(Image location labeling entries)
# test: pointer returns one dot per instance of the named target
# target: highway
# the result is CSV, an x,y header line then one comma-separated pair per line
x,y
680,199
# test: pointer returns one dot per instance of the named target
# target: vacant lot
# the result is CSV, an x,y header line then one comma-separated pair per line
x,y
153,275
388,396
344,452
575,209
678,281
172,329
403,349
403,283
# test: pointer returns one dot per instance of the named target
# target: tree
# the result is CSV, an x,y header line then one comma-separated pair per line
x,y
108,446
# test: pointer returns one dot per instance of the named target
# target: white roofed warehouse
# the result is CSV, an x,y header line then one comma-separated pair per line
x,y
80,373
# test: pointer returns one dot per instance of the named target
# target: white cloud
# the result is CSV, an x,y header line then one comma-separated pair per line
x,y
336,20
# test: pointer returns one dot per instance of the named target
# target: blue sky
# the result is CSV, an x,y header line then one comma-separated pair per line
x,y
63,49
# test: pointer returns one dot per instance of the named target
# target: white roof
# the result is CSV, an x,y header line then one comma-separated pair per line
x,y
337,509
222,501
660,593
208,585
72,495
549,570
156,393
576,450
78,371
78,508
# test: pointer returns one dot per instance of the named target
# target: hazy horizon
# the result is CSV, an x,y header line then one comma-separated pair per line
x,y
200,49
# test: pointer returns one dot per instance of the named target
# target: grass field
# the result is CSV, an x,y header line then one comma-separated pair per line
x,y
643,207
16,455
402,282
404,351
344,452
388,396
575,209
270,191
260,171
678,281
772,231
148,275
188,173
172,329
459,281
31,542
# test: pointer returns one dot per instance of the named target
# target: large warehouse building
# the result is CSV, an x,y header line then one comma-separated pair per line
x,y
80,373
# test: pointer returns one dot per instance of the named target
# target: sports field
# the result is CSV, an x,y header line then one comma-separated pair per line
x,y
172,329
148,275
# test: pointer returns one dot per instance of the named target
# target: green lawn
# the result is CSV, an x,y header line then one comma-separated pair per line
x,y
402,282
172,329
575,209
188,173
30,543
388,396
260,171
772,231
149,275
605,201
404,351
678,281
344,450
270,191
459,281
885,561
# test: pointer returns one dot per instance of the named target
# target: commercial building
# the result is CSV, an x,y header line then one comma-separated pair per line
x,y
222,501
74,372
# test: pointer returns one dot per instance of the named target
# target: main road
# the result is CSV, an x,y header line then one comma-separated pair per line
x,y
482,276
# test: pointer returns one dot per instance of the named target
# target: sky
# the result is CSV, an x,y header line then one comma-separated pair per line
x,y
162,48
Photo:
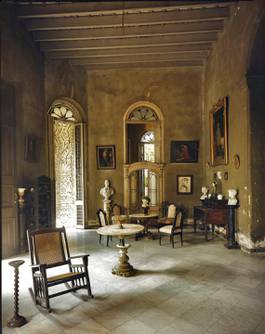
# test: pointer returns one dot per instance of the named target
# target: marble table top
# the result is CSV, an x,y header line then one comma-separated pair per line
x,y
115,230
141,215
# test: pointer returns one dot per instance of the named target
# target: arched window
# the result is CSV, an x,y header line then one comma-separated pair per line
x,y
143,131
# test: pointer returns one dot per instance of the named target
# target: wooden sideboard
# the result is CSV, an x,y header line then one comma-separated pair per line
x,y
221,216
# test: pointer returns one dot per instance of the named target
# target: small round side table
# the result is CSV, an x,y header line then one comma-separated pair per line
x,y
17,320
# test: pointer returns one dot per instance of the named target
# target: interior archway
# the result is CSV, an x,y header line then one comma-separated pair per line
x,y
67,157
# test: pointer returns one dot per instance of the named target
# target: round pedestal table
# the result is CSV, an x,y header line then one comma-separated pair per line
x,y
123,267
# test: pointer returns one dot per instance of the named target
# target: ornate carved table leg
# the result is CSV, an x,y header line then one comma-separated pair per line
x,y
17,320
231,229
123,268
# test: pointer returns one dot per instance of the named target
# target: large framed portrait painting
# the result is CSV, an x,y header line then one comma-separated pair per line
x,y
106,157
184,184
218,133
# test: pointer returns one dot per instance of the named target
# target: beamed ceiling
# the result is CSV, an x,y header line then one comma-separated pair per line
x,y
116,34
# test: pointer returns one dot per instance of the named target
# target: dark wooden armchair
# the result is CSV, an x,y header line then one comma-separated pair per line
x,y
170,216
174,229
49,251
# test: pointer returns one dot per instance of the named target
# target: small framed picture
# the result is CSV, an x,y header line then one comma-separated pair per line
x,y
218,133
106,157
184,184
184,151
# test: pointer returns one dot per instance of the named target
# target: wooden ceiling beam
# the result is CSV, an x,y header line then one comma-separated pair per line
x,y
126,32
203,47
163,64
144,57
103,8
130,42
191,15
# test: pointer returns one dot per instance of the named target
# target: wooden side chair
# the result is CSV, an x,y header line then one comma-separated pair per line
x,y
169,218
174,229
49,251
102,219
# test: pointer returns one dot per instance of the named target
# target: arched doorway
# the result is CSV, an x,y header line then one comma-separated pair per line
x,y
67,162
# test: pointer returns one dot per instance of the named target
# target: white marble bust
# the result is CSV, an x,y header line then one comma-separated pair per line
x,y
106,191
232,200
204,193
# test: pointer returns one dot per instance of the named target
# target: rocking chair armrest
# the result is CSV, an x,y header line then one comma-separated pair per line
x,y
38,266
79,256
165,220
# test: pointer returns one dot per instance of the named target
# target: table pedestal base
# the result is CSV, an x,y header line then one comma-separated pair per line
x,y
16,321
123,268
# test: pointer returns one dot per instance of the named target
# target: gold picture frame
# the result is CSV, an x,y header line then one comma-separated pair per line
x,y
106,158
218,133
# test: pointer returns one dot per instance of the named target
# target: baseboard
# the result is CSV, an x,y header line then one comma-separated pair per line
x,y
252,250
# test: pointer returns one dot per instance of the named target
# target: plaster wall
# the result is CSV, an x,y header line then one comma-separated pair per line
x,y
225,75
177,92
22,70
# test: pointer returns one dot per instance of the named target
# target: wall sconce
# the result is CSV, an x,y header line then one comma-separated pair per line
x,y
21,200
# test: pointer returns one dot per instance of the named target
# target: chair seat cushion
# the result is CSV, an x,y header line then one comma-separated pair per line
x,y
166,229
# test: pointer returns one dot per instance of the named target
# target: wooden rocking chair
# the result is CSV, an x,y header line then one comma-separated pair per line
x,y
48,249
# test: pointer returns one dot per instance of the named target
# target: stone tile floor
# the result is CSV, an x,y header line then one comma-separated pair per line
x,y
201,287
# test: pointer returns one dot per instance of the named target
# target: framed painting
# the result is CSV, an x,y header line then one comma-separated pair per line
x,y
106,157
218,133
184,184
184,151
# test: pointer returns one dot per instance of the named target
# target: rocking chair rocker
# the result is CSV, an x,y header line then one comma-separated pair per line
x,y
48,249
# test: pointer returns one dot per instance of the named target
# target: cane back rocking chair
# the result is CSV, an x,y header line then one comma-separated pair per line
x,y
49,252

* **WHAT TO DO**
Repeat the records above verbatim, with no pictures in the result.

* **SOLUTION FOR THIS EXERCISE**
# test: pointer returns one dot per instance of the named target
# target: highway
# the result is CSV, an x,y header line then one comma-separated pair per line
x,y
680,199
# test: pointer returns one dot per instance of the named target
# target: vacant lot
# the result is CSV, an x,y header line then one comma-separated pair per line
x,y
153,275
388,396
344,452
575,209
678,281
172,329
403,349
403,283
# test: pointer returns one dot per instance of the named target
# target: tree
# the result is CSV, an x,y header line then one comma-separated pair per line
x,y
108,446
# test: pointer returns one dot per instance of the named target
# target: white roofed warehouse
# the result is CSV, an x,y header line then one comma-separated pair per line
x,y
80,373
# test: pointer returns one dot per instance of the named target
# target: white cloud
# the result is CSV, an x,y header line then one comma-separated pair per line
x,y
336,20
# test: pointer returns one dot per instance of the named target
# target: blue sky
# the result is CSV, an x,y header line then one comma-separated pair per line
x,y
63,49
# test: pointer returns one dot per instance of the named target
# target: white roof
# the result is CSV, an x,y header line then one comma-separated pair per line
x,y
337,509
222,501
660,593
208,585
72,495
549,570
156,393
576,450
78,371
78,508
# test: pointer returns one dot per instance of the named target
# target: hazy horizon
# the result is CSV, an x,y header line then one comma-separated pair per line
x,y
200,49
# test: pointer returns one dot per instance of the named target
# target: grass field
# the result is CSV, an x,y header line then one comma-separated pair per line
x,y
643,207
16,455
402,282
404,351
344,452
388,396
575,209
270,191
260,171
678,281
772,231
148,275
188,173
172,329
459,281
31,542
# test: pointer returns one dot per instance of the named target
# target: large warehouse building
# the result is CSV, an x,y header line then one comma-separated pair per line
x,y
80,373
# test: pointer returns one dot per instance of the named target
# target: sports field
# the result is CSV, an x,y header line then one comma-separated pair per line
x,y
172,329
148,275
# test: pointer returns one dot per instance of the named target
# target: green lawn
# the result is CSV, an x,y header line then one comma-separated pair per line
x,y
402,282
172,329
575,209
188,173
30,543
388,396
260,171
772,231
149,275
605,201
404,351
678,281
344,450
270,191
459,281
885,561
# test: pointer returns one dot per instance of the named target
# target: commercial building
# the result is CSV, an x,y header line then one comma-separated pair per line
x,y
222,501
74,372
# test: pointer returns one dot per instance of the named target
# target: main road
# the result is CSV, an x,y header line then one comma-separated pair per line
x,y
482,276
# test: pointer returns one dot per instance of the named target
# target: sky
# the result is CSV, an x,y header line then one comma-separated pair per line
x,y
162,48
Photo:
# test: pointer returns one dot per instance of the named target
# target: marble table top
# the result is CSV, an x,y header line then one comma-separated pair per line
x,y
115,230
141,215
# test: pointer returns one dot per instance of the named target
# target: arched window
# the result is CSV, an x,y header line then one comma-separated pair per line
x,y
143,131
# test: pointer returns one dot per instance of the named target
# target: wooden sideboard
# the result is CSV, an x,y header line then one comma-separated pair per line
x,y
221,216
# test: pointer returns one dot per instance of the named target
# target: small round side table
# the result is CSV, an x,y header line then one comma-separated pair per line
x,y
17,320
# test: pointer returns one dot per instance of the named target
# target: interior archway
# the result is CSV, an x,y header line then one comma-separated pair per line
x,y
67,157
# test: pointer returns one dot per instance of the named target
# target: round pedestal table
# the result is CSV, an x,y header line then one comma-separated pair per line
x,y
123,267
# test: pointer returns one dot per instance of the named target
# target: ornate carved table leg
# the result is CSV, an x,y header line then one comma-separated pair per line
x,y
17,320
231,229
123,268
# test: pointer returns one dot per instance of the named target
# target: large framed portrait painting
# the result is CSV, an x,y header line then one comma-separated pair per line
x,y
106,157
184,184
218,133
# test: pointer returns one dot per instance of the named target
# target: beamed ceiling
# the result is CSV, an x,y header line then one comma-separated pair per line
x,y
116,34
# test: pointer returns one dot per instance of the named target
# target: dark wooden armchair
# the result is CSV, an x,y header line then one comma-separated pair per line
x,y
170,216
174,229
49,251
# test: pointer returns one dot per instance of the named target
# target: small framed picture
# the result is CSV, an x,y header line then one comma-separated pair per line
x,y
218,133
106,157
184,184
184,151
# test: pointer returns one dot per instance of the named target
# target: wooden ceiling beam
# the result is CSV, an x,y header line then one comma-separated pair per line
x,y
126,32
203,47
163,64
144,57
103,8
130,42
191,15
# test: pointer returns one dot per instance of the named target
# target: wooden side chair
# the result is CSV, an x,y header line then one comma-separated pair per line
x,y
169,218
174,229
49,251
102,219
# test: pointer returns one dot per instance of the named target
# target: arched doorway
# the result is CSV, an x,y header line then one comma-separated pair per line
x,y
67,162
# test: pointer returns one dot per instance of the named target
# target: white marble bust
# the result is CSV, an x,y header line then one comma-separated pair per line
x,y
106,191
232,200
204,193
# test: pointer returns one dot per instance of the named target
# target: rocking chair armrest
# the result is CSV, an x,y header line then one comma-separated pair per line
x,y
38,266
79,256
165,220
# test: pointer returns one dot per instance of the named target
# target: table pedestal base
# the result is CSV, an x,y header line then one comma-separated pair per line
x,y
16,321
123,268
# test: pointer returns one dot per instance of the named target
# target: gold picture frame
# the result is CSV, an x,y header line then one comma-separated pair per line
x,y
106,158
218,133
# test: pointer returns one dot per instance of the named target
# target: baseboard
# the result is CSV, an x,y header line then one comma-separated pair per line
x,y
252,250
# test: pointer returns one dot per instance of the named target
# target: plaster wall
# the result is CSV, an x,y header line then one comma-separated pair per line
x,y
225,75
177,92
22,70
# test: pointer returns one dot per instance of the named target
# target: wall sconce
# the result is CSV, an x,y header line then one comma-separated pair per line
x,y
21,200
# test: pointer returns one dot per instance of the named target
# target: chair seat cushion
# the result is CSV, an x,y header line then one comma-separated pair per line
x,y
166,229
# test: pointer returns one dot per instance of the named target
# target: wooden rocking chair
# the result is CSV, an x,y header line then one comma-separated pair per line
x,y
48,249
# test: pointer returns one dot per instance of the named target
# target: stone tile floor
# the result is CSV, an x,y header line then one comma-separated pair per line
x,y
201,287
# test: pointer returns one dot per instance of the named target
# target: framed painting
# the result is CSV, an x,y header line then one comma-separated pair per line
x,y
106,157
218,133
184,184
184,151
# test: pointer returns one dot per instance of the named target
# target: rocking chair rocker
# the result is CSV, an x,y header line then one comma-separated pair per line
x,y
48,249
# test: pointer returns one dot per instance of the named target
# target: cane back rocking chair
# the result is CSV, an x,y header line then one comma-separated pair per line
x,y
49,252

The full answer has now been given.